Action item
Rewrite the listing below from its first line through the line containing "positive clicks: (170, 200) (123, 40)", changing every "clicks" to "points" and keeping everything else the same. Give back only those lines, without the pictures.

Source information

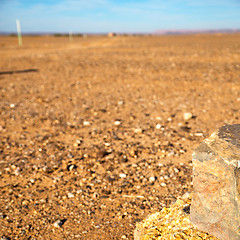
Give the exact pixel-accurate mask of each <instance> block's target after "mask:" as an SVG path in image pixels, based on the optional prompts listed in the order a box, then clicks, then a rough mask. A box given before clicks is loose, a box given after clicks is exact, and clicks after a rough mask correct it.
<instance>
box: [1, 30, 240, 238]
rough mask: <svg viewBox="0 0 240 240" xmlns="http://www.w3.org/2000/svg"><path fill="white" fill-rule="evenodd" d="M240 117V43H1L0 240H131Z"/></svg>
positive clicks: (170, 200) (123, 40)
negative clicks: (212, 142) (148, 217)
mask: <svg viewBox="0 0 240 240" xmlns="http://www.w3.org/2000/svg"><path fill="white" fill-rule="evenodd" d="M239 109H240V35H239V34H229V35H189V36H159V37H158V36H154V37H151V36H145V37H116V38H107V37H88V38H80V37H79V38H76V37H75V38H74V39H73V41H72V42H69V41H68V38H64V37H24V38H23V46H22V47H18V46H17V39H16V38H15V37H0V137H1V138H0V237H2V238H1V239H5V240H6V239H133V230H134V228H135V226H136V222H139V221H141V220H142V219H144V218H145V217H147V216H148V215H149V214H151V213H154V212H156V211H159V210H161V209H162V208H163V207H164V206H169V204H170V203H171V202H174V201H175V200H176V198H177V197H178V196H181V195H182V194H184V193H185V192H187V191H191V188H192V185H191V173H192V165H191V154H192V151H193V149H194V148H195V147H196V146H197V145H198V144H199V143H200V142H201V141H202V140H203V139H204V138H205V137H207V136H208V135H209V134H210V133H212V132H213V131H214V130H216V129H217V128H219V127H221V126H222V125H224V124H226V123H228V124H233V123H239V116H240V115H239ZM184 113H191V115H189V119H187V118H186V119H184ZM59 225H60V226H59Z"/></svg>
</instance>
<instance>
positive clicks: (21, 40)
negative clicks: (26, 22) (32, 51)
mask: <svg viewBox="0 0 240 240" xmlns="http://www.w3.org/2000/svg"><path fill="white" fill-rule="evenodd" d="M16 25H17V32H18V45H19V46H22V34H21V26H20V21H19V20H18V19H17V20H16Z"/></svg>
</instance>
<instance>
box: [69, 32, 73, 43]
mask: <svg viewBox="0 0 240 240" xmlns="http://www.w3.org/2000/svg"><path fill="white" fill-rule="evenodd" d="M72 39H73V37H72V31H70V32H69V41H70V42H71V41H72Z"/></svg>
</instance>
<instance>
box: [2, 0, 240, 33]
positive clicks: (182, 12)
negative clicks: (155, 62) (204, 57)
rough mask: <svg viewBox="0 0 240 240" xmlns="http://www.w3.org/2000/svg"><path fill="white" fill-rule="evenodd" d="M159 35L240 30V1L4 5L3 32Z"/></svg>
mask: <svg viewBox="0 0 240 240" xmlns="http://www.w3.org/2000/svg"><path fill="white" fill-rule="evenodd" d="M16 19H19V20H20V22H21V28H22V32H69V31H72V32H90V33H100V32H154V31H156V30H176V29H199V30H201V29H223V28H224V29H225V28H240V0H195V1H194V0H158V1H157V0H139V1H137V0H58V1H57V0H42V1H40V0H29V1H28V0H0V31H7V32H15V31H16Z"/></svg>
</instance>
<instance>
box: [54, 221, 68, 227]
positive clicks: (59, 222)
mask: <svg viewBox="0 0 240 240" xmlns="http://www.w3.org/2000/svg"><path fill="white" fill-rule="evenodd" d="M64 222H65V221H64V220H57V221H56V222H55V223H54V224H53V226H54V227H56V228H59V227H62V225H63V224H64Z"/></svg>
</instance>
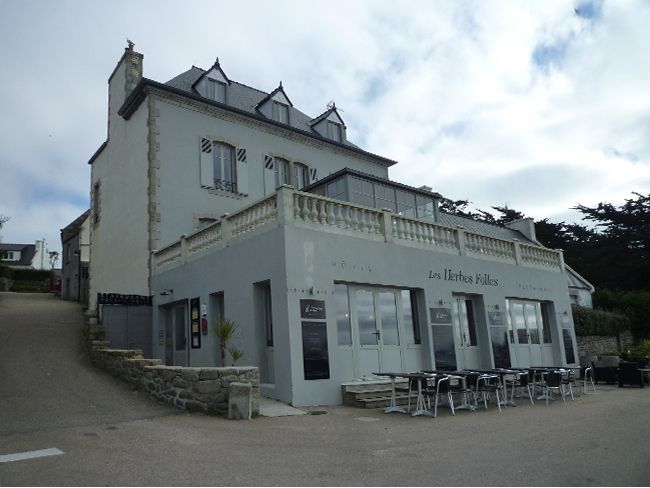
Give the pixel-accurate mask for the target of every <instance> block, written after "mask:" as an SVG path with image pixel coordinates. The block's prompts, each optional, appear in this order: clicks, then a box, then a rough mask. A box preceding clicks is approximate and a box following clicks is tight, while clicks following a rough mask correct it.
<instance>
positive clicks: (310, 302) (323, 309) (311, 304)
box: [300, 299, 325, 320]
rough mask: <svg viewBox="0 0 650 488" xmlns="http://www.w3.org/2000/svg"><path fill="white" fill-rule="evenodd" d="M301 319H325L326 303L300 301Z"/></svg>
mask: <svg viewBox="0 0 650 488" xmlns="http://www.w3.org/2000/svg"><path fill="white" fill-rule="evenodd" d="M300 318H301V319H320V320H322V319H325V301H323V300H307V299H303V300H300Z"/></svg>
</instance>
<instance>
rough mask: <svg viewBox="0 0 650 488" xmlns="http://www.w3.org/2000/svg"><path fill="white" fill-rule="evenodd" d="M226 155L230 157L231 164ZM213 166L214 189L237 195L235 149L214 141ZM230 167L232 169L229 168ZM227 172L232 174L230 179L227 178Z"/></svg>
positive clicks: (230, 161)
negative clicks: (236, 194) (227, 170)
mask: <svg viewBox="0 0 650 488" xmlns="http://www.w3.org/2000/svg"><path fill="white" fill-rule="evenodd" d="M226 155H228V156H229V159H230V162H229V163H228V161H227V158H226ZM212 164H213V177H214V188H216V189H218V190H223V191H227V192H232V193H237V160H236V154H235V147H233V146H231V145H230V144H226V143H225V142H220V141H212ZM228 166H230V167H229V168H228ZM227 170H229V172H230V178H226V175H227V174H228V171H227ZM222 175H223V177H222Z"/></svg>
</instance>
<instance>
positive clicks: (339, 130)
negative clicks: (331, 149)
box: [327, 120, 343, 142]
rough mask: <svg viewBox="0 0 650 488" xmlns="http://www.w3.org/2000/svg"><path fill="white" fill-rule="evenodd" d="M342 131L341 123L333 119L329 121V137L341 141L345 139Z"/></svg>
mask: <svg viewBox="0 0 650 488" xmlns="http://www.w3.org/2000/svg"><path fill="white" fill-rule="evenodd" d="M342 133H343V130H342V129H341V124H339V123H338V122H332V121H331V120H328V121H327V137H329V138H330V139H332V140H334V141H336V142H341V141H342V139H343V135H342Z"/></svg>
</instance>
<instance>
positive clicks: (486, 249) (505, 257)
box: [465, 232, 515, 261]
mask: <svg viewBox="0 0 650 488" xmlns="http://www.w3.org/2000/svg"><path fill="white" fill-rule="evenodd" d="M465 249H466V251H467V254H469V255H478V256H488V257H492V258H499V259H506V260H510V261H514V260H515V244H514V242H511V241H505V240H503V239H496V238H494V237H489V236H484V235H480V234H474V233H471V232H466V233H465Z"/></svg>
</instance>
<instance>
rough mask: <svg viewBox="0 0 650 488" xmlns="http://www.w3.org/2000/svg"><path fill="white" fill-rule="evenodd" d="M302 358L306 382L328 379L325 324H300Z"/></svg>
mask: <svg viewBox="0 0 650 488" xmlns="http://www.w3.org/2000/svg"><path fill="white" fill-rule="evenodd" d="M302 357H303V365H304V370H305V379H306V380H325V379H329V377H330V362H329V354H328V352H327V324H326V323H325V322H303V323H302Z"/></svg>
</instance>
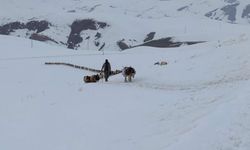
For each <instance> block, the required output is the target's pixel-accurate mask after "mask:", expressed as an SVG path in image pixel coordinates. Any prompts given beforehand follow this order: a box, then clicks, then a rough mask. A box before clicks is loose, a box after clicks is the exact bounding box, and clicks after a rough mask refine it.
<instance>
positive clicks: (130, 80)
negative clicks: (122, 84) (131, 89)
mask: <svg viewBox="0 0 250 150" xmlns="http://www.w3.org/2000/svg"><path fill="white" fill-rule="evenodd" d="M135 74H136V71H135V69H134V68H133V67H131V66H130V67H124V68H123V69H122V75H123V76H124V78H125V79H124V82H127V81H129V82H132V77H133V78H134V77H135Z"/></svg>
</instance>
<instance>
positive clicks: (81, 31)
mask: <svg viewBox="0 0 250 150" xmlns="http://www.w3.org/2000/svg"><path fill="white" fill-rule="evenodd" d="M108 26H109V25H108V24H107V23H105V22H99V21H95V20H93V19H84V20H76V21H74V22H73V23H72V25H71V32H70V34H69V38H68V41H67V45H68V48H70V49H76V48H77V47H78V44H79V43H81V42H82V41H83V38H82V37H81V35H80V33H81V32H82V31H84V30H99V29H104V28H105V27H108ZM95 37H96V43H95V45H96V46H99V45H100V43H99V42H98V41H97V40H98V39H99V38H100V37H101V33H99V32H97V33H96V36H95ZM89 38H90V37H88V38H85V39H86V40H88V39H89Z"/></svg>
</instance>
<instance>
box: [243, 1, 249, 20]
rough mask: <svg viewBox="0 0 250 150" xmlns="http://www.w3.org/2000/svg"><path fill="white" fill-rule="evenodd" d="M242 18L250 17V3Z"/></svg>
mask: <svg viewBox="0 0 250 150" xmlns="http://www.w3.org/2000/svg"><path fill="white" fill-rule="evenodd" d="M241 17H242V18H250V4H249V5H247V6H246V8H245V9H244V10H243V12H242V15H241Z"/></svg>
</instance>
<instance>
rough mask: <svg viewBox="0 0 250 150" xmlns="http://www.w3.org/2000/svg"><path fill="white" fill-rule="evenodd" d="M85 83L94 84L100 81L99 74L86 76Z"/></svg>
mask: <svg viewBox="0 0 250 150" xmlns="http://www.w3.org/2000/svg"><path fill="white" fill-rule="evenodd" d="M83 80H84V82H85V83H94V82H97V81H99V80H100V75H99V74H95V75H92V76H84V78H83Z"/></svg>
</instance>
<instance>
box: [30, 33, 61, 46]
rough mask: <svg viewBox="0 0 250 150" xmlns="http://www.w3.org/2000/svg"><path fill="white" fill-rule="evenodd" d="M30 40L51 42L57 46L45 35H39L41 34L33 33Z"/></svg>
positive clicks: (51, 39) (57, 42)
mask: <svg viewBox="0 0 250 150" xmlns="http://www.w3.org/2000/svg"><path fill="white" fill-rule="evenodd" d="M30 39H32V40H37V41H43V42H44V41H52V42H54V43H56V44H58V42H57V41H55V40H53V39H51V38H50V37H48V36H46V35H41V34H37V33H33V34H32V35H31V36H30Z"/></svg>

Response for this exercise
Give the exact pixel-accurate mask of each <instance> block's target after "mask:" as an SVG path in image pixels, based on the optional prompts listed in the order a box, then points, then a rough mask. A box given before points is loose, a box given after points is exact, and points after a rough mask correct it.
<instance>
box: [1, 30, 240, 238]
rough mask: <svg viewBox="0 0 240 240" xmlns="http://www.w3.org/2000/svg"><path fill="white" fill-rule="evenodd" d="M240 117V43H1L0 240H131Z"/></svg>
positive points: (170, 200) (123, 40)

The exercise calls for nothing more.